> PROBLEM: What you give back should match the listing word for word.
——————
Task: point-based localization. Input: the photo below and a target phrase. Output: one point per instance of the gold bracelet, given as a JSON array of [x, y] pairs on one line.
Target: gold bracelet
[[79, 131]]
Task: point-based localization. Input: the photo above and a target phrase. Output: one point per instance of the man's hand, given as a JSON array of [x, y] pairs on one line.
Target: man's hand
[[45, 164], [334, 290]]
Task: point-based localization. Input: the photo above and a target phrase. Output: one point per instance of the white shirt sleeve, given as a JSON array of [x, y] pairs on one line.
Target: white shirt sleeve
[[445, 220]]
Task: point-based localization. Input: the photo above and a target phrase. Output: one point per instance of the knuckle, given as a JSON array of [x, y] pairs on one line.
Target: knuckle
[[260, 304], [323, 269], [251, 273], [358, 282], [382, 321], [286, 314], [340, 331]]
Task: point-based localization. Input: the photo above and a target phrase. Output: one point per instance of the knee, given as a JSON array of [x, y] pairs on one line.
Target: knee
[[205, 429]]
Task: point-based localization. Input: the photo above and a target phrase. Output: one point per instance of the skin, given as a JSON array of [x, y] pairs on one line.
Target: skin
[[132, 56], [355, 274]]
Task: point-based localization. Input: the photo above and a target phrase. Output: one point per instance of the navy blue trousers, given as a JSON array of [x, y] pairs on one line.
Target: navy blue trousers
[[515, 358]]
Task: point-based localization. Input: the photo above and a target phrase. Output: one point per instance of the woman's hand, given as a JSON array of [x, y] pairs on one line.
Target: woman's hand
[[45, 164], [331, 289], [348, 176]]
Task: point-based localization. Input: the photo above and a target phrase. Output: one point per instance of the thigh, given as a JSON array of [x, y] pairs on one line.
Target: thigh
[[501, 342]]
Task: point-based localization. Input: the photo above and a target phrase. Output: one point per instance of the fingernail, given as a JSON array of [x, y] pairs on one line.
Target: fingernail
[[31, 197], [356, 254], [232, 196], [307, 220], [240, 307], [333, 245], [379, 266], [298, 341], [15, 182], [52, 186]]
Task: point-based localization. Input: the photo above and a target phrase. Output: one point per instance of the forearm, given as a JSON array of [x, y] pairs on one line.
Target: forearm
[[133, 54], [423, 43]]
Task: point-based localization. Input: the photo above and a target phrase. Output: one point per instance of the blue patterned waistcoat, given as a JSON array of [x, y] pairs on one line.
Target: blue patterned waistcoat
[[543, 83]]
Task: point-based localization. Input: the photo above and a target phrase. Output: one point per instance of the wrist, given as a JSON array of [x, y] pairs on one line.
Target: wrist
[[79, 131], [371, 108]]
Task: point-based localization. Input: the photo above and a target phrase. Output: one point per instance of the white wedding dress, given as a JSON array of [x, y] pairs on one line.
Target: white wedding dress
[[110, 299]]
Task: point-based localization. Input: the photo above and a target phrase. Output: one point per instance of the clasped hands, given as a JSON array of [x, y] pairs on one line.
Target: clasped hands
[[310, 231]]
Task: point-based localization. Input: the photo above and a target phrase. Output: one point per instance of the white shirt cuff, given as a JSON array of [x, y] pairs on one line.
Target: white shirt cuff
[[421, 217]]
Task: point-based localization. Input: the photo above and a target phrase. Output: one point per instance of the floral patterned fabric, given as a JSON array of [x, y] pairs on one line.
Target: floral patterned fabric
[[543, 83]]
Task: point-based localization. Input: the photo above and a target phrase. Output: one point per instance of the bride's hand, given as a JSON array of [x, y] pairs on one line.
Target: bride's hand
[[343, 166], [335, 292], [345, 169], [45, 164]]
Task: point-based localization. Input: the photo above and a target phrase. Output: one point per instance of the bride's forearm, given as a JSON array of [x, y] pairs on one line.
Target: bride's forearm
——————
> EXPECTED ANSWER:
Task: point-based localization. Input: the photo below and a target phrase. Output: one point per instance of the gold bracelet, given as a JSON array of [x, y] pairs on one line.
Target: gold bracelet
[[79, 131]]
Task: point-based localization. Input: the photo above and a target phrase. Output: one point per instance of the man's hand, given as a JSON array of [x, y] pairs on one line.
Target: man's hand
[[45, 164], [334, 290]]
Task: point-based localization. Input: the photo above and a target phrase. Output: one point per instance of the white shirt sleeve, given as a JSON array of [x, y] pairs on one line.
Target: white shirt sleeve
[[445, 220]]
Task: point-based localization. Input: the photo above and a target phrase. Output: one point per instance of the knuckle, given as a JSON array of [x, y] pairs on one line.
Target: knuckle
[[260, 304], [323, 269], [251, 273], [358, 282], [382, 321], [286, 314], [340, 331]]
Task: point-based localization. Input: the photo above and a target phrase. Output: one point per instance of the knee, given as a JSON array of [x, y] pairs on one line.
Target: knee
[[205, 429]]
Task: point-based localization. Input: the photo above and a target phrase. Output: one point per instance of the skin, given as a JSON array of [x, y] pairs on one line.
Target: skin
[[132, 56], [355, 274]]
Task: point-based localization. Input: the photo above and a target phrase. Output: one point per instance of the navy blue trousers, given as a JSON array of [x, y] pairs on one line.
Target: navy blue trousers
[[515, 358]]
Task: point-based localization. Input: the photo above and a target phrase. Output: one point per instance of the woman's hand, given as a JSON array of [x, y] pairs on one line.
Target: woman's hand
[[45, 164], [331, 289], [348, 176]]
Task: point-based localization. Input: the photo above and a target phrase. Output: one point per instance of the thigh, given as a JSON array of [x, y] pairs on one line.
Target: thigh
[[501, 342]]
Task: point-based localization. Input: the photo above and a target phrase. Output: one point per instance of the fingernail, given as a JSON array of [x, y] pairs on one line.
Target: fingernail
[[31, 197], [356, 254], [232, 196], [307, 220], [240, 307], [333, 245], [379, 266], [298, 341], [15, 182], [52, 186]]
Task: point-based localization. Input: the photo above and a target phrase. Output: one point per instance of the forearm, given as a JSON array of [x, y] pairs on one line.
Target: forearm
[[133, 54], [423, 43]]
Task: point-based localization. Input: the photo above and a target phrase. Output: one point per instance of the blue patterned waistcoat, given as a JSON array of [x, y] pairs on one line.
Target: blue patterned waistcoat
[[543, 83]]
Task: point-based localization. Input: the photo above and a target phrase. Output: one point per instance of the wrist, given as a JSON array of [x, y] pairs on one line.
Target: wrist
[[79, 131], [371, 108]]
Task: point-based localization. Input: the photo above and a target phrase. Output: one point per instance of the white wedding dress, given as a JSON array of [x, y] pairs on one line.
Target: white wedding dress
[[110, 299]]
Task: point-based localization. Input: the photo above and a target phrase. Output: one point per instance of the clasped hands, given as a JSON array of [x, y] pairs on one line.
Target: clasped hands
[[310, 231]]
Task: point-based localization. Input: the photo above and a target phrase. Output: one point per instance of the white shirt cuff, given as a JSON array of [x, y] pairs on one line.
Target: white shirt cuff
[[421, 217]]
Task: point-based localization. Input: the photo above and a target phrase. Output: one point per instance of the floral patterned fabric, given as a JSON array of [x, y] pairs on one line.
Target: floral patterned fabric
[[543, 83]]
Task: point-based localization. Input: the photo above and a target phrase. Output: one point per instance of the bride's hand, given as a JSON array of [x, y] pairs on one line.
Target: bride's hand
[[343, 166], [335, 292], [345, 169], [45, 164]]
Task: point-based localization. Input: the photo above and a target phrase. Output: one point per instance of the bride's forearm, given as a JSON array of [x, y] pairs on one line.
Target: bride's forearm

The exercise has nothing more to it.